*Work required*
Retype the complete listing exactly as it appears.

*Given records*
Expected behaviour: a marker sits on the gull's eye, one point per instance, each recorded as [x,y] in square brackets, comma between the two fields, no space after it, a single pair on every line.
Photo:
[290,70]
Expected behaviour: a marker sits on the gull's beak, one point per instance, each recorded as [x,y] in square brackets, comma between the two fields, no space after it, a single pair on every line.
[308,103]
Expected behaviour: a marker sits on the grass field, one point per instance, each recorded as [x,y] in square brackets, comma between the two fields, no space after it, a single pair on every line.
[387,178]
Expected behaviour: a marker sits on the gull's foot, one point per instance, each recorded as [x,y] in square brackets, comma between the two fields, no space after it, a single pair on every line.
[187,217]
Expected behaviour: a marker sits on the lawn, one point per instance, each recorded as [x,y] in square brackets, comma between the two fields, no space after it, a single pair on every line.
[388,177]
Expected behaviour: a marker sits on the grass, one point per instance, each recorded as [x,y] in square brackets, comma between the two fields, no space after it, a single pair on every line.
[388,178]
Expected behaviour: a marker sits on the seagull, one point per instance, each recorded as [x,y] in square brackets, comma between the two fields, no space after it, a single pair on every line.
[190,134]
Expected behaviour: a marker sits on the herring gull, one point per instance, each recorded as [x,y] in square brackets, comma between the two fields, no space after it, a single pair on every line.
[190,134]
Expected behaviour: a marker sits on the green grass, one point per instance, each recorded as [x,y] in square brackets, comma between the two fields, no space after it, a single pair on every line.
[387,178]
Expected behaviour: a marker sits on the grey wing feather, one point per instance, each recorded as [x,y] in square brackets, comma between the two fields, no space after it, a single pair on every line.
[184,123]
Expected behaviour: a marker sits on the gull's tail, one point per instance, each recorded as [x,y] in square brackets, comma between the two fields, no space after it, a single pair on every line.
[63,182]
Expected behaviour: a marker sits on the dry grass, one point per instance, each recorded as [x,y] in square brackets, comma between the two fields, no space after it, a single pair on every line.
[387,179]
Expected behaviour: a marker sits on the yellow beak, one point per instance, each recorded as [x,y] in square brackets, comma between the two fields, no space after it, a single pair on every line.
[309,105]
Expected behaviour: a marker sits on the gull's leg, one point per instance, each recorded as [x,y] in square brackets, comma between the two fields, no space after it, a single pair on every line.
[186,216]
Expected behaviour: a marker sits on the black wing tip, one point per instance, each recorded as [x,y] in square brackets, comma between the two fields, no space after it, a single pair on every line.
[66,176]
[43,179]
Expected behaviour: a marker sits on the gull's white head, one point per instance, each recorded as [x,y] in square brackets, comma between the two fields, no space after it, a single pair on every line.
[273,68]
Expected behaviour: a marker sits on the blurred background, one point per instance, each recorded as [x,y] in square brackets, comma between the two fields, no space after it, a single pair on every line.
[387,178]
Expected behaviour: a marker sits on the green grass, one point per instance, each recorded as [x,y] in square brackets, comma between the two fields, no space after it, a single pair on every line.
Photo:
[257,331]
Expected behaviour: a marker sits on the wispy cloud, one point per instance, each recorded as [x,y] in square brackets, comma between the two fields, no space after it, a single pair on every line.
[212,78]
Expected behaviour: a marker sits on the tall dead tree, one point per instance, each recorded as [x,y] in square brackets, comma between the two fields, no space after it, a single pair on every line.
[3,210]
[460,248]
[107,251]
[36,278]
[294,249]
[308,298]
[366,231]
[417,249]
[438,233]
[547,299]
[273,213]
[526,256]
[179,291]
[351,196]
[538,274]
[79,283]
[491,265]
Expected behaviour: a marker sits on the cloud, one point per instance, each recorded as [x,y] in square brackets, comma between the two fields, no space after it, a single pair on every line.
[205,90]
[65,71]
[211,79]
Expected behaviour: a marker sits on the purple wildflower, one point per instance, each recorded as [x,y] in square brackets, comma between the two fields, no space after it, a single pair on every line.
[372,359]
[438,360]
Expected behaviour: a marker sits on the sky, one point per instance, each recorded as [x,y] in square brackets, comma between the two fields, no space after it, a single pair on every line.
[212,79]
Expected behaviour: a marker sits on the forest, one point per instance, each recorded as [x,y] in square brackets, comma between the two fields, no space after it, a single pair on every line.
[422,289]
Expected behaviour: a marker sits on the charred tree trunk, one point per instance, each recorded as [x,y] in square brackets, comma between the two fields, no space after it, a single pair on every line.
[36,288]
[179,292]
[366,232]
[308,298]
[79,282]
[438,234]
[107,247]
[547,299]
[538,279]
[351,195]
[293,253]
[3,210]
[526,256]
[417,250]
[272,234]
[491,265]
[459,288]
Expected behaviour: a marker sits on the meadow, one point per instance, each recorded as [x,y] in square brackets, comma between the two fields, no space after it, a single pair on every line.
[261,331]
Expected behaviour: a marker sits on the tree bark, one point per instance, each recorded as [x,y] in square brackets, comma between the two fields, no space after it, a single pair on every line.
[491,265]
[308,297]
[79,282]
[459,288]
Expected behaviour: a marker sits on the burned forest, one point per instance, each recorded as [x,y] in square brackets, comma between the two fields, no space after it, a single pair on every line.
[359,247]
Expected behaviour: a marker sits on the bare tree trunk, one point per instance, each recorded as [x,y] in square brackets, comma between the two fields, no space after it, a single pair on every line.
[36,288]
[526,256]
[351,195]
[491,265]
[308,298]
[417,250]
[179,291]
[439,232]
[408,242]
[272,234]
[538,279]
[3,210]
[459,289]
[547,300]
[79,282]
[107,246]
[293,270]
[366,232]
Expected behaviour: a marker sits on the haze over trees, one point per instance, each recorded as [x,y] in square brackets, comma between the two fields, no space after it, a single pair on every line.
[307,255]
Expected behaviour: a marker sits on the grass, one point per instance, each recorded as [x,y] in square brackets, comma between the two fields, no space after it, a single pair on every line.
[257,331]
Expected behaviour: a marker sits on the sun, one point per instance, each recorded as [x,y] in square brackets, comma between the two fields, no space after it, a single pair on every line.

*Full answer*
Expected behaviour: a marker sits on the gull's eye, one point per instance, each recorded as [x,y] in square brackets, comma between the two fields, no space after it, a single pair on every line.
Photo:
[290,70]
Expected behaviour: a marker sits on the gull's beak, one point per instance, each recorded as [x,y] in square brackets, comma between the two fields, no space after it, a single pair on every line.
[308,103]
Expected behaviour: a marker sits on the grass field, one point per instance, each recorded as [x,y] in square brackets, comma between the two fields, no space after it, a single pair on every line.
[387,178]
Expected behaviour: a marker sits on the gull's foot, one point per instance, each recorded as [x,y] in square brackets, comma between the two fields, no space after it, a single pair on every line.
[187,217]
Expected behaviour: a marker sits on the lawn, one point per instance, each recorded as [x,y] in square brackets, comma between the two fields, no space after it, a single pair on every line.
[388,177]
Expected behaviour: a marker sits on the grass, one point per instance, each recorded as [x,y] in square brackets, comma between the two fields, no space after it, a single pair on every line.
[388,178]
Expected behaviour: a marker sits on the seagull, one point per instance, each recorded as [x,y] in square brackets, comma between the two fields, no space after it, a single pair on every line.
[190,134]
Expected behaviour: a marker sits on the herring gull, one point per instance, each recorded as [x,y] in square brackets, comma between the two fields, no space after it, a single pair on every line.
[190,134]
Expected behaviour: a marker sits on the green grass, one point per instance, each recorded as [x,y] in square brackets, comma between the two fields, no space after it, a single pair on every line.
[387,178]
Expected behaviour: a marker sits on the grey wing feather, one point per instance, each recorded as [x,y] in square brackets, comma between the two fields, no space after it, a single pair on every line.
[184,123]
Expected behaviour: a marker sits on the gull's tail, one point per instance, each recorded as [x,y] in square brackets, comma between the two fields, no space after it, a single pair on every line.
[63,182]
Expected behaviour: a marker sits on the dry grass, one point per instance, each recorded as [x,y] in square brackets, comma between the two fields, no space after it, a single pair on every line.
[387,179]
Expected behaviour: a marker sits on the yellow beak, one point per instance, each recorded as [x,y] in square brackets, comma between the two fields, no space after it, a single pair on every line.
[309,105]
Expected behaviour: a marker sits on the gull's leg, one point per instance, each recorded as [x,y] in square brackets, comma between the two fields, no space after it, a single pair on every line.
[186,216]
Expected behaviour: a marker sits on the black wing tip, one point per instance, each recorded as [x,y] in square brackets, comma between the two fields, no space after it, a single pair on every line.
[66,176]
[43,179]
Expected behaviour: a marker sits on the gull's white head, one point per instance, each recorded as [x,y] in square brackets, comma between the two fields, no space after it, a single pair on every line.
[273,68]
Expected behaviour: a marker sits on the blurred background, one point per instance, each recorded as [x,y] in square brackets, comma between the two fields, no space after it, a single pair on every line.
[387,178]
Expected behaviour: a marker sits on the green grass, one point per instance, each recorded as [x,y] in square brackets, comma between the two fields, no space after it, a single pair on every line.
Photo:
[257,331]
Expected behaviour: a marker sits on the wispy cloud, one point per instance, each recorded as [x,y] in square brackets, comma between the two fields, no space after it, a single pair on every line.
[212,78]
Expected behaviour: a marker sits on the tall dead tree, one point per instance, each recorded as [x,y] in square brackets, comma between the two fields, no space after it, a single pair on every line.
[3,210]
[460,248]
[107,251]
[36,278]
[294,249]
[308,298]
[366,231]
[417,249]
[438,233]
[547,299]
[273,213]
[526,256]
[179,291]
[351,196]
[538,274]
[79,283]
[491,265]
Expected behaviour: a marker sits on the cloud, one point per instance, each recorded as [x,y] in square brackets, comma between the two fields, no space after it, a single pair on every line.
[205,90]
[65,71]
[211,79]
Expected behaviour: a marker sits on the purple wildflower, one point per instance, each recorded as [x,y] in square brackets, comma between the two fields, no space after it, a single pair on every line.
[372,359]
[438,360]
Expected behaviour: a marker sits on the sky, one point per instance, each recorded as [x,y] in square brackets, comma between the two fields, no space after it, a single pair on every line.
[212,79]
Expected behaviour: a marker sits on the forest, one point per instance, each recorded as [x,y] in square brackets, comma between the two fields, no space after it, a single pair on every line.
[422,289]
Expected behaviour: a marker sits on the charred tree trunk, one point per instance, each recorded as [x,y] in square brackets, comma between the two fields, no space after it, a single pair on every line.
[36,288]
[179,292]
[366,232]
[308,298]
[79,282]
[438,234]
[107,247]
[547,299]
[538,279]
[351,195]
[293,253]
[3,210]
[526,256]
[417,250]
[272,234]
[491,265]
[459,288]
Expected behaviour: a marker sits on the meadow, one point per instance, each recorded as [x,y] in square brackets, comma between the two fields, no space after it, a single pair on every line.
[261,331]
Expected behaviour: a marker sits on the tree bark, one point per instance, each recorded as [x,y] in square brackets, comma between the two fields, no space after it, a single pair on every line.
[491,265]
[308,297]
[79,282]
[459,288]
Expected behaviour: a marker sits on the burned forest, one point per instance, each recorded as [x,y] in square brackets, comma between the two fields, no space after it, a single pair on every line.
[359,247]
Expected behaviour: a marker sits on the bare tree trunk, one point per instance, each recorded as [x,y] in square brackets, comma between the two fields, no space after it, a single pair on every line.
[36,288]
[526,256]
[351,195]
[491,265]
[308,298]
[417,250]
[179,291]
[439,232]
[408,242]
[272,234]
[538,279]
[3,210]
[459,289]
[547,300]
[79,282]
[107,246]
[293,270]
[366,232]
Expected behaviour: a marker sits on the haze over trees, one point per instance, each recorded as [x,y] in square brackets, comma between the two fields, no space after it, a single pair on every line.
[307,255]
Expected behaviour: a marker sits on the grass, one point per instance, each recorded as [x,y] in square brackets, comma between the two fields, no space after it, a single pair on every line.
[257,331]
Expected behaviour: a marker sits on the sun, one point per instance, each recorded as [x,y] in square brackets, comma between the two fields, no space after it, a single pair on every line.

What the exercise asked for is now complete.